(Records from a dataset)
◆ ◆ ◆ ◆ ◆

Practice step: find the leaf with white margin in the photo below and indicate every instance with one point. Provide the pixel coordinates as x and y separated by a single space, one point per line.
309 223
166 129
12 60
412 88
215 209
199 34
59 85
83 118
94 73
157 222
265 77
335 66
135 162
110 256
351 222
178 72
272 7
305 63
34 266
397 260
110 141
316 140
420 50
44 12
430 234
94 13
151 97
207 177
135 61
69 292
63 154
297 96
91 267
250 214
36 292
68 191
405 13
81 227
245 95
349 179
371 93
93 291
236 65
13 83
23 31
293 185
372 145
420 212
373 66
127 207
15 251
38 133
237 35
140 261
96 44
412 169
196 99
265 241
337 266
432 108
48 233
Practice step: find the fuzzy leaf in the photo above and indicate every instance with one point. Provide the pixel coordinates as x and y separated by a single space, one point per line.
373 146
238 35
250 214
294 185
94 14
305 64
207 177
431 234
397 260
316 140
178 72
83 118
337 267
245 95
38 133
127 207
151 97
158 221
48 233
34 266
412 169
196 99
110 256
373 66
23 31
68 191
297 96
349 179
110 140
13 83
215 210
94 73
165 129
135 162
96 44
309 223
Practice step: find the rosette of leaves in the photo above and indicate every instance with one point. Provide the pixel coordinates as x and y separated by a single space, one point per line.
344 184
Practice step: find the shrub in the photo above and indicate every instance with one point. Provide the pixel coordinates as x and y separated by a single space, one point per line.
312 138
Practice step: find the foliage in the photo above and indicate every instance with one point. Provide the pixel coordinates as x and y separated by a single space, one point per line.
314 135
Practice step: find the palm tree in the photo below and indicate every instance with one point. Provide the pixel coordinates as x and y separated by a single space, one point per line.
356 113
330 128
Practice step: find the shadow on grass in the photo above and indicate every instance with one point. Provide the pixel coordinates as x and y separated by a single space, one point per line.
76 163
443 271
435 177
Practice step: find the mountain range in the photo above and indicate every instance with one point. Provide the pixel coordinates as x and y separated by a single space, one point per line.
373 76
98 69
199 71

◆ ◆ ◆ ◆ ◆

▶ **How to complete this task**
Whatever appears in the data above must be copied word for word.

▶ **Exercise answer**
Practice step: find the leaf with white margin in the photo below and indicate every instance with one point. Provide the pixel coordinates as x and y separated by a single space, one point per line.
309 223
166 129
12 60
412 88
215 209
199 34
59 85
83 118
94 73
157 222
265 77
335 66
135 162
110 256
351 222
178 72
272 7
305 63
34 266
397 260
110 141
316 140
420 50
44 12
430 234
94 13
151 97
207 177
135 61
69 292
63 154
297 96
91 267
250 214
36 292
68 191
405 13
81 227
245 95
349 179
371 93
93 291
236 65
13 83
23 31
293 185
372 145
420 212
373 66
127 207
15 251
38 133
237 35
140 261
96 44
412 169
196 99
265 241
337 266
432 108
48 233
Practice step: find the fuzzy leaf in the photo above and indicate every instance with one point. Provide the pixel coordinates as x and y separated by a single space, one point per line.
373 146
238 35
250 214
294 185
94 14
305 64
207 177
431 234
397 260
316 140
178 72
83 118
337 267
245 95
38 133
127 207
151 97
158 221
48 233
34 266
412 169
196 99
110 256
373 66
23 31
68 191
297 96
349 179
110 140
13 83
215 210
94 73
165 129
135 162
96 44
309 223
Practice step: find the rosette of leaves in the photo above and indicate every instance with one point. Provide the pixel coordinates as x and y separated by a single space, one point per line.
344 184
Practice step: find the shrub in the photo above and indicate every instance with one point. Provide the pixel coordinates as x and y separated by a single space, one point per line.
312 138
Practice step: find the foliage in the photo above and indicate every instance with one point. Provide the pixel coordinates as x and y separated by a single space, one point per line.
314 135
Practice step: find the palm tree in the photo below and indicate every instance with one point. Provide the pixel coordinates as x and y separated by a single space, one point per line.
356 113
330 128
Practice step: find the shadow on grass in the photo above and indicate every instance with one point. Provide the pixel coordinates as x and y separated by a single space, one point per line.
76 163
443 271
435 177
Practice step: find the mountain range in the photo above and indicate every instance with one point. Provide the pixel coordinates as x and y separated by a single space, one point per line.
373 76
98 69
199 71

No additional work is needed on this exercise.